• [Prompt]
Copy the following lines exactly as they appear.

• • • •

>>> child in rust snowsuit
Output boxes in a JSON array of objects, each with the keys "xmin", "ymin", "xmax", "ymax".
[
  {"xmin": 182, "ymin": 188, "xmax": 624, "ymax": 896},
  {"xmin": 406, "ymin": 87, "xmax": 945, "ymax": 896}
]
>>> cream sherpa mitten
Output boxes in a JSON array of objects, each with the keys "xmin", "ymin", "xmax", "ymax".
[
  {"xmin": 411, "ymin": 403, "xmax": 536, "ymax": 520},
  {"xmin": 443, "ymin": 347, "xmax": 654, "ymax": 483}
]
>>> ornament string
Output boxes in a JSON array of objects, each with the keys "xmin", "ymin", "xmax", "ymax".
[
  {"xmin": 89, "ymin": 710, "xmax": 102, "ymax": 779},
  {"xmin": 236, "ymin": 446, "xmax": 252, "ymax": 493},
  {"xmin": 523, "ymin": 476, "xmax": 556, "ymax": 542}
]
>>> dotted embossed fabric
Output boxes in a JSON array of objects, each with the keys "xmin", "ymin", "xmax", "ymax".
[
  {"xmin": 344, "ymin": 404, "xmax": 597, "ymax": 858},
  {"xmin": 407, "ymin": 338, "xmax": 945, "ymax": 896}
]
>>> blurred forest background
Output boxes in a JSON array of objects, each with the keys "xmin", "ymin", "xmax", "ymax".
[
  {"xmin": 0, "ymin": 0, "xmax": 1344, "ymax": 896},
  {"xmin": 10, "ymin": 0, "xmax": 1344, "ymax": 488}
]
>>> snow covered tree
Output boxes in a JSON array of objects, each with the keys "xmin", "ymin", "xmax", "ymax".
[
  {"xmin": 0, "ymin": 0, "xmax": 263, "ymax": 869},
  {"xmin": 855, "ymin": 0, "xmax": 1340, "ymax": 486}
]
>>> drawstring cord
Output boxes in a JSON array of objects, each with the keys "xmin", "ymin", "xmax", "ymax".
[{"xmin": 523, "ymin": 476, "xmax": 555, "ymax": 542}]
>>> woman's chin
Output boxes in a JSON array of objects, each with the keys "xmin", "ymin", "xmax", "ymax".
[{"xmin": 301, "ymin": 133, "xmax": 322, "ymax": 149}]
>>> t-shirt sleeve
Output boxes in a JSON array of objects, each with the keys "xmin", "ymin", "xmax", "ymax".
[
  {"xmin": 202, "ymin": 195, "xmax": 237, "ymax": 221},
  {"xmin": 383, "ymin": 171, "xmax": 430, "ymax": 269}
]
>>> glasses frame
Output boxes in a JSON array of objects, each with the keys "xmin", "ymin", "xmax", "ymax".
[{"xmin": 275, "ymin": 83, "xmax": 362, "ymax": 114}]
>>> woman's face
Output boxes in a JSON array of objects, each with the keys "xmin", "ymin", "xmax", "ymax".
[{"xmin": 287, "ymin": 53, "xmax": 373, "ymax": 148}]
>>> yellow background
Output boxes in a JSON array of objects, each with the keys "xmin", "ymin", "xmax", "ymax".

• • • •

• [Solution to this task]
>>> child in rust snowsuit
Output boxes in a JSON array of objects, each with the keys "xmin", "ymin", "xmax", "ymax".
[
  {"xmin": 182, "ymin": 188, "xmax": 624, "ymax": 896},
  {"xmin": 406, "ymin": 87, "xmax": 945, "ymax": 896}
]
>>> cream sherpa mitten
Output boxes in a JSON array of objects, each with the keys "xmin", "ymin", "xmax", "ymax".
[
  {"xmin": 411, "ymin": 403, "xmax": 536, "ymax": 520},
  {"xmin": 443, "ymin": 347, "xmax": 654, "ymax": 483}
]
>>> ornament string
Output boxes in a JSON array of objects, each with the keys "xmin", "ymin", "xmax", "ymax".
[
  {"xmin": 89, "ymin": 710, "xmax": 102, "ymax": 779},
  {"xmin": 236, "ymin": 446, "xmax": 252, "ymax": 493},
  {"xmin": 523, "ymin": 476, "xmax": 556, "ymax": 542}
]
>>> dotted embossed fabric
Output boxes in a JSON array of objects, each with the keys "xmin", "ymin", "xmax", "ymax".
[
  {"xmin": 344, "ymin": 404, "xmax": 597, "ymax": 858},
  {"xmin": 407, "ymin": 338, "xmax": 945, "ymax": 896}
]
>>> blurred forest background
Output boxes in a JSON array of objects, each with the keys "xmin", "ymin", "xmax", "ymax".
[
  {"xmin": 0, "ymin": 0, "xmax": 1344, "ymax": 896},
  {"xmin": 10, "ymin": 0, "xmax": 1344, "ymax": 488}
]
>>> snow covered tree
Output boxes in a JSON array of objects, each with the keys "xmin", "ymin", "xmax", "ymax".
[
  {"xmin": 0, "ymin": 0, "xmax": 263, "ymax": 869},
  {"xmin": 855, "ymin": 0, "xmax": 1340, "ymax": 486}
]
>>> drawstring cord
Output boxes in a JSON array of objects, each with the keys "xmin", "ymin", "xmax", "ymax".
[{"xmin": 523, "ymin": 476, "xmax": 555, "ymax": 542}]
>>> woman's chin
Output boxes in a JSON array of objects, each with the keys "xmin", "ymin", "xmax", "ymax".
[{"xmin": 301, "ymin": 133, "xmax": 322, "ymax": 149}]
>>> t-shirt sleeve
Output boxes in a JSON array of objects, each with the keys "xmin", "ymin", "xmax", "ymax".
[
  {"xmin": 202, "ymin": 195, "xmax": 237, "ymax": 221},
  {"xmin": 383, "ymin": 171, "xmax": 430, "ymax": 269}
]
>>> glasses frame
Output boxes in a JSON array of objects, each with the keys "xmin", "ymin", "xmax", "ymax".
[{"xmin": 275, "ymin": 83, "xmax": 362, "ymax": 114}]
>>> woman's face
Output boxes in a JSON array of objects, each with the keys "xmin", "ymin", "xmax", "ymax".
[{"xmin": 287, "ymin": 53, "xmax": 373, "ymax": 148}]
>>> yellow background
Output boxes in a JSON array of objects, each with the keys "xmin", "ymin", "xmax", "ymax".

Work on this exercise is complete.